>> BEGIN

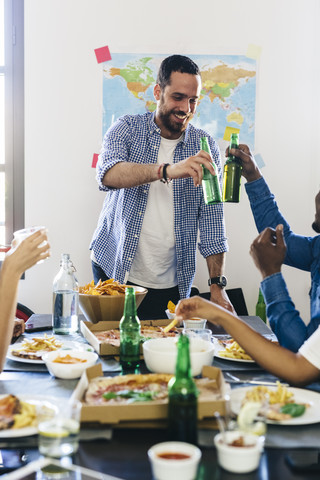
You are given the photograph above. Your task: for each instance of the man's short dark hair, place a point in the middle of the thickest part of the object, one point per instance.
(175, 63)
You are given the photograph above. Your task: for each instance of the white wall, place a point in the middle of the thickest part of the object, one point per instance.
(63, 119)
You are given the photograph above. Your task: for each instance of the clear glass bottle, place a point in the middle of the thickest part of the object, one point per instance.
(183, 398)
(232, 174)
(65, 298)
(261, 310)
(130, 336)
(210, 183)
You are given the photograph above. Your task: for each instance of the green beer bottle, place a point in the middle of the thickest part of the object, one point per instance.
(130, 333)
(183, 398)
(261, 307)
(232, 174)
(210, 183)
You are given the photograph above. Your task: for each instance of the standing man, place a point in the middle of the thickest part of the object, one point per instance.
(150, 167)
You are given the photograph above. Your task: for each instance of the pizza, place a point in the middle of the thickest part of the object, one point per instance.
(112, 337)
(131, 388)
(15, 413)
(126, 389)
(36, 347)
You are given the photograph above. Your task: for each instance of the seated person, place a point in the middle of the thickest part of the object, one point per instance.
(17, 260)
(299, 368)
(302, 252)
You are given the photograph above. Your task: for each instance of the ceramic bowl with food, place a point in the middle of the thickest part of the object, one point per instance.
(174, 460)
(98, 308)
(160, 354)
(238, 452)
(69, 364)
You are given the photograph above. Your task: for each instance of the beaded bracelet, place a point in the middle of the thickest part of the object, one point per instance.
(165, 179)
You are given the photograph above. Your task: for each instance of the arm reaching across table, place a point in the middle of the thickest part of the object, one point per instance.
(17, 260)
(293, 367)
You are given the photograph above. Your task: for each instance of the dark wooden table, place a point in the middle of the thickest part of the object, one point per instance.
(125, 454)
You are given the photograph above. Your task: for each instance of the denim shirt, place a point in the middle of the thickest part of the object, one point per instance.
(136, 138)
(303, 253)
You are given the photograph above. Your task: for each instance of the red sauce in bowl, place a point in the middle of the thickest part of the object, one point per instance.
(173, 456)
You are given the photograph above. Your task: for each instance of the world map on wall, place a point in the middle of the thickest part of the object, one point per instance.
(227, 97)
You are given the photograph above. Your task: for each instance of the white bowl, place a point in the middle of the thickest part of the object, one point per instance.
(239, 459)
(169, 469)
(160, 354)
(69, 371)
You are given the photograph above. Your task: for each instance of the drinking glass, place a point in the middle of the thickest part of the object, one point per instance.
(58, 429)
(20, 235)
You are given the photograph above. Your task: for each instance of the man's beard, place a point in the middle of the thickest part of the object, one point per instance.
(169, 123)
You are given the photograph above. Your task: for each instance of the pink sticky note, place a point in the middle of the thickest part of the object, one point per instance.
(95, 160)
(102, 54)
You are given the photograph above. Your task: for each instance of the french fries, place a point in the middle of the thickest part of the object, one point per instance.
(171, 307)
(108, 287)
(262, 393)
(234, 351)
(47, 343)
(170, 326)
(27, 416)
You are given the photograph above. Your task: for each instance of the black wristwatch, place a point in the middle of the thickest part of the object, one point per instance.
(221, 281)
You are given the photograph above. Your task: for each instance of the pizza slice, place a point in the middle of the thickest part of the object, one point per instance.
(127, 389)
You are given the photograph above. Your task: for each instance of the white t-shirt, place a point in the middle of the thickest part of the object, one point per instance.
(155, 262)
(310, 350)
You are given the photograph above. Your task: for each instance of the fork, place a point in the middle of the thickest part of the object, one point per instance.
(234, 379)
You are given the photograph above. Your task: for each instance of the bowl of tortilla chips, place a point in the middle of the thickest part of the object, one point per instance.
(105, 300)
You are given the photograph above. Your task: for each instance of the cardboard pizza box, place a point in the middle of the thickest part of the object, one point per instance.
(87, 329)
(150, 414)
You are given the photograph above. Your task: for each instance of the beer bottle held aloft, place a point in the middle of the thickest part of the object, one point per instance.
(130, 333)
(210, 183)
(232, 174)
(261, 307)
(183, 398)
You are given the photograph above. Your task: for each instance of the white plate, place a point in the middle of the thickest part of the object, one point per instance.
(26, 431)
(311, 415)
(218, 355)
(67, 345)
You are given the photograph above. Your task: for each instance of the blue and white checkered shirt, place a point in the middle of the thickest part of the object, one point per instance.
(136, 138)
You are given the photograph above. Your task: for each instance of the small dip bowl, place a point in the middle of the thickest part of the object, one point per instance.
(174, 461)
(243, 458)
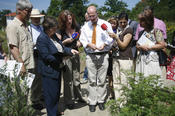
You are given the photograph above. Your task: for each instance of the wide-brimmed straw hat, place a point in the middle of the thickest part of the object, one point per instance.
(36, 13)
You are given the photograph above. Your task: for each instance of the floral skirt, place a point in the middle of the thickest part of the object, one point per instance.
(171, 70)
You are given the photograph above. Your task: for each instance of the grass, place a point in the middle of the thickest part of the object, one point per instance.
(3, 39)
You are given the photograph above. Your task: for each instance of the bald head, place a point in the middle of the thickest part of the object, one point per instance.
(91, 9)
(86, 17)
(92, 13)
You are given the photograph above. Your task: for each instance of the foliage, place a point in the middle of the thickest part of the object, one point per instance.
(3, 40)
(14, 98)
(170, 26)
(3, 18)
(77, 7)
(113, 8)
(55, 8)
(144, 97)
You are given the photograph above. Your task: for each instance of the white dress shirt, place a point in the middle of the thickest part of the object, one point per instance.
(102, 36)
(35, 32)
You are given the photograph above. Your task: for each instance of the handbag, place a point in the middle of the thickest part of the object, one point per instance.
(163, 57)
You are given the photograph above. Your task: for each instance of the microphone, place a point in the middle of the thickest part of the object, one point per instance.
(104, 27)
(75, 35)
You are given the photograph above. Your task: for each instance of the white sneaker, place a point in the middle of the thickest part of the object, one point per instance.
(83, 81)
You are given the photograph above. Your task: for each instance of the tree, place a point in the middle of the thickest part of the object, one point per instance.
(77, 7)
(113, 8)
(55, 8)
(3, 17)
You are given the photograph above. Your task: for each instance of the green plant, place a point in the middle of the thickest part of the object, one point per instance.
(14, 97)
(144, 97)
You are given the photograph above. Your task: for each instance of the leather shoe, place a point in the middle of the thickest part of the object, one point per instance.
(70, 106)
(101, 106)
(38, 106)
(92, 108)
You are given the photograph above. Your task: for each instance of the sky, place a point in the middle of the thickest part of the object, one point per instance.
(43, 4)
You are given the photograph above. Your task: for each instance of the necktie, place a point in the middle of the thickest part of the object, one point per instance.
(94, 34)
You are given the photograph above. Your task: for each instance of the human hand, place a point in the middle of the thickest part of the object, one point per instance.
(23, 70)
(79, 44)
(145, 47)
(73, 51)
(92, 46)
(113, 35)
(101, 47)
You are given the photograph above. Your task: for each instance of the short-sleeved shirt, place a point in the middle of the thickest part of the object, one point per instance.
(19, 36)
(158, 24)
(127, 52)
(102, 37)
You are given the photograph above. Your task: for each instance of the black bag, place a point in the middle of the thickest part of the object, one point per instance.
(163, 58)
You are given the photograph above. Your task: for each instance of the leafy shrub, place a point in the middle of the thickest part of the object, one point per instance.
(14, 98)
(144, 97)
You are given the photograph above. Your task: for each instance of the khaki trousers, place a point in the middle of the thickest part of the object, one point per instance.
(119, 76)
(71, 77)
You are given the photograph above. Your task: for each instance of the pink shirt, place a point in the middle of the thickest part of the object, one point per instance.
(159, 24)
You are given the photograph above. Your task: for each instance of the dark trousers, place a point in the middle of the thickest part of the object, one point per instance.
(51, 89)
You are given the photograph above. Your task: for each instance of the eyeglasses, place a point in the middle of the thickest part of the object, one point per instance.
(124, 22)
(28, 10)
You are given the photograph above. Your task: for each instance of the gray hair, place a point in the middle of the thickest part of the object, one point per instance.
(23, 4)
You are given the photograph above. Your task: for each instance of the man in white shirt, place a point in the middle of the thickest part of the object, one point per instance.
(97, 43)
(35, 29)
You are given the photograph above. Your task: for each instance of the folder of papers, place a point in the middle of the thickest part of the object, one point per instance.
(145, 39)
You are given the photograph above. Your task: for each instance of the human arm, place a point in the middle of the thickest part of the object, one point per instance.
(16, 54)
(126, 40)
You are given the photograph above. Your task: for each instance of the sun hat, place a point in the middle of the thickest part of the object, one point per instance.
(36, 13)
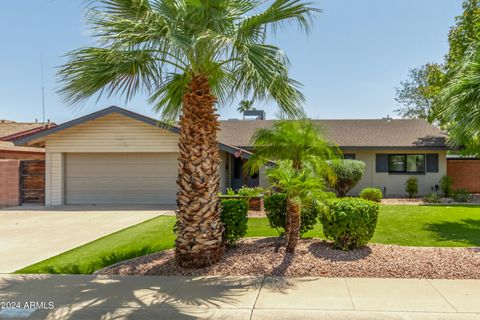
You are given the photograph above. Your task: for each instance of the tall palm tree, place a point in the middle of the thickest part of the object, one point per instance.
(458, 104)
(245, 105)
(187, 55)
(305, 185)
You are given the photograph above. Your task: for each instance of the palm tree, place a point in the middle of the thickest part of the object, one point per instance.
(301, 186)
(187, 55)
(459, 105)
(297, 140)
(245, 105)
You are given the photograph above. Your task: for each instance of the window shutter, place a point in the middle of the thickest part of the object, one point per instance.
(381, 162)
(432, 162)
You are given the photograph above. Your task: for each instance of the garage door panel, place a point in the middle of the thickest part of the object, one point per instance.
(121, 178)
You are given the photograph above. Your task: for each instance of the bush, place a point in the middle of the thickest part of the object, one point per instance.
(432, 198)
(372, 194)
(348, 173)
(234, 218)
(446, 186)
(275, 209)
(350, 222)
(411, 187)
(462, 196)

>> END
>> BEGIN

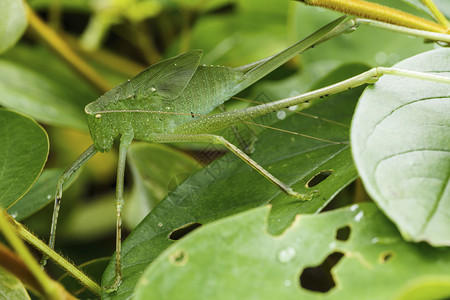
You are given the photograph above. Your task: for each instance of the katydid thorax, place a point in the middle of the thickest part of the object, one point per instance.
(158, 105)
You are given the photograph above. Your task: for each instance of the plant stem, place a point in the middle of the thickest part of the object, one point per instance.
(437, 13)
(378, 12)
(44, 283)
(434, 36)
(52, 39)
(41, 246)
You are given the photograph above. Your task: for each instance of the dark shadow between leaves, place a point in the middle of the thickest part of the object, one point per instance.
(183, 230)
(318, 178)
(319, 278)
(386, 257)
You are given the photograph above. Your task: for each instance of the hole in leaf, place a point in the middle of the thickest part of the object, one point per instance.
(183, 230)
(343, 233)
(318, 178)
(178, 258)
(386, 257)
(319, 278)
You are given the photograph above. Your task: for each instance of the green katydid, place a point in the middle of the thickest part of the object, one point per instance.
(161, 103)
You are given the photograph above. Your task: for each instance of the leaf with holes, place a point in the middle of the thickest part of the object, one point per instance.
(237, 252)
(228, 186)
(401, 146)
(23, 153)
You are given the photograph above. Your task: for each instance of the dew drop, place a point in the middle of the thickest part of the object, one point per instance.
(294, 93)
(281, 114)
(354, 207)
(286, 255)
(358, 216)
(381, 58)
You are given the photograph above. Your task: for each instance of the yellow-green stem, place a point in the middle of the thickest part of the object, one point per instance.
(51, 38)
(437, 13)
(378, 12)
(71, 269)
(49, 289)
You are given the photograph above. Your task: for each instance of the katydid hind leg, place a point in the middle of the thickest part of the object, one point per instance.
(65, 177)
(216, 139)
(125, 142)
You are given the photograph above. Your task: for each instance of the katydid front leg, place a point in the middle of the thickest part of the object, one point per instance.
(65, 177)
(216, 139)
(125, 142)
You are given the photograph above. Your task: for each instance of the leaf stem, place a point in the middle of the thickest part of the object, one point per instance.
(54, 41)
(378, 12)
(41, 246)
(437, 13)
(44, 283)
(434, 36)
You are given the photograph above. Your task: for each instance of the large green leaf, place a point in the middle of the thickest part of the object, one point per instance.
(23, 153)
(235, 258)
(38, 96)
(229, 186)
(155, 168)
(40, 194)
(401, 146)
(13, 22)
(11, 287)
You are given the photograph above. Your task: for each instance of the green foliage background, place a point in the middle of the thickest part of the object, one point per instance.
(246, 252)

>> END
>> BEGIN

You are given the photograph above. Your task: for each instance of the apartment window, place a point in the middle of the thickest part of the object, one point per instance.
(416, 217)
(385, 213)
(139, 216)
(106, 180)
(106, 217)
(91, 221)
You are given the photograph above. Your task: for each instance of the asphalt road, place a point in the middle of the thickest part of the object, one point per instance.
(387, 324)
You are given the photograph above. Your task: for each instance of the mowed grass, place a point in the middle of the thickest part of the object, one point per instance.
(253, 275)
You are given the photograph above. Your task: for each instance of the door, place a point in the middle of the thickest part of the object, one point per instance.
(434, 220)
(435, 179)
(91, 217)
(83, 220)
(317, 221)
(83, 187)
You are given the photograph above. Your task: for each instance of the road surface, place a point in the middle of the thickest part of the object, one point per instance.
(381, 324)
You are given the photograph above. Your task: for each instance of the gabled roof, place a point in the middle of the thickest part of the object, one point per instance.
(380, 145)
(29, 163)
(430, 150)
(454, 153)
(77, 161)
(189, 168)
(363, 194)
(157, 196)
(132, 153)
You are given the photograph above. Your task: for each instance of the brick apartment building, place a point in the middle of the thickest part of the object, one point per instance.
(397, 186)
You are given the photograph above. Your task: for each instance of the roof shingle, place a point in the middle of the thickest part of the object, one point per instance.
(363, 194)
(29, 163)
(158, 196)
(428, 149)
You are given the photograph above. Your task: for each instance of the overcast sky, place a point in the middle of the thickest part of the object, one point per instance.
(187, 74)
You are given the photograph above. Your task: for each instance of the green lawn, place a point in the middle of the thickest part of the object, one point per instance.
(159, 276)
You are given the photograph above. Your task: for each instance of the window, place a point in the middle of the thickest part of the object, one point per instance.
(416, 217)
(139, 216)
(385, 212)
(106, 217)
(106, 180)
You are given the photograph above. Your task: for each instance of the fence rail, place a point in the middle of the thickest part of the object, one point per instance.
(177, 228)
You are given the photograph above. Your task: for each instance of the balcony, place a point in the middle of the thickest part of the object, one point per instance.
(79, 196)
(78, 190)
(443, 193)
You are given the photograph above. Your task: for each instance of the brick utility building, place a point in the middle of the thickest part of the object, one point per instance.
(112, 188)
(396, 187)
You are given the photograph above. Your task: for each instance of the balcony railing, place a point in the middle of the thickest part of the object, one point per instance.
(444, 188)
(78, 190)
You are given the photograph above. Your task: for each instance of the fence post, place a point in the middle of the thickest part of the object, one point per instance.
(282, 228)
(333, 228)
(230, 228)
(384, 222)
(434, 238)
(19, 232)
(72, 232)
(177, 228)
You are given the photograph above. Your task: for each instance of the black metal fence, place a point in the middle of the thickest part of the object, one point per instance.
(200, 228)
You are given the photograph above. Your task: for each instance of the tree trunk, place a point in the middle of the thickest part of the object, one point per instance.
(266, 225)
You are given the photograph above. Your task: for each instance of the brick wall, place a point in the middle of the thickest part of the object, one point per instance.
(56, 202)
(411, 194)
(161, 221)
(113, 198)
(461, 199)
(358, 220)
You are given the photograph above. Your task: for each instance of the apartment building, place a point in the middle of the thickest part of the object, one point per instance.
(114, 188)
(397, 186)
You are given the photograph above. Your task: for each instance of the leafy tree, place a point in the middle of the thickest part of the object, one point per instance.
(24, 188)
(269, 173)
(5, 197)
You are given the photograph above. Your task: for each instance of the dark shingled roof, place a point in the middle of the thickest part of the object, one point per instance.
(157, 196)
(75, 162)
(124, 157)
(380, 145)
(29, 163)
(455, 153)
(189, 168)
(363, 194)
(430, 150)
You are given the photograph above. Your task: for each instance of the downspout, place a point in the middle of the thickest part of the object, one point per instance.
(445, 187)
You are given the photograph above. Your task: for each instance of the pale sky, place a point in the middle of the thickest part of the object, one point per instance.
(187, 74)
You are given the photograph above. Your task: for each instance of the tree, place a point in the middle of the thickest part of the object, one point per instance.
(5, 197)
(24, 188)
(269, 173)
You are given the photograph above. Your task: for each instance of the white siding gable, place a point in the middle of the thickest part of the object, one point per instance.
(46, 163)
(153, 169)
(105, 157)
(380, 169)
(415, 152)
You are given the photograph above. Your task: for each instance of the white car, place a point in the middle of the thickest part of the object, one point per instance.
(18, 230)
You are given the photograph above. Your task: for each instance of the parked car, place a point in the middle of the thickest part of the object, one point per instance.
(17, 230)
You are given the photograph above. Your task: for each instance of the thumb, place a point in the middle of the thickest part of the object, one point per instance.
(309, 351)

>> END

▶ STATED GOAL
Find every line in the listing above that contains the word "balcony" and copy each one in full. Treat uppercase and lowercase as different.

▶ WRITTEN SOLUTION
You are given the photograph above. Your task: for each instance of the balcony, place a point in the middle of the thickest part of the object, one point per instance.
You are given the photograph above. Your task: for each instance of the balcony railing, place a point in the middle of the thickest part of the object, one point per instance.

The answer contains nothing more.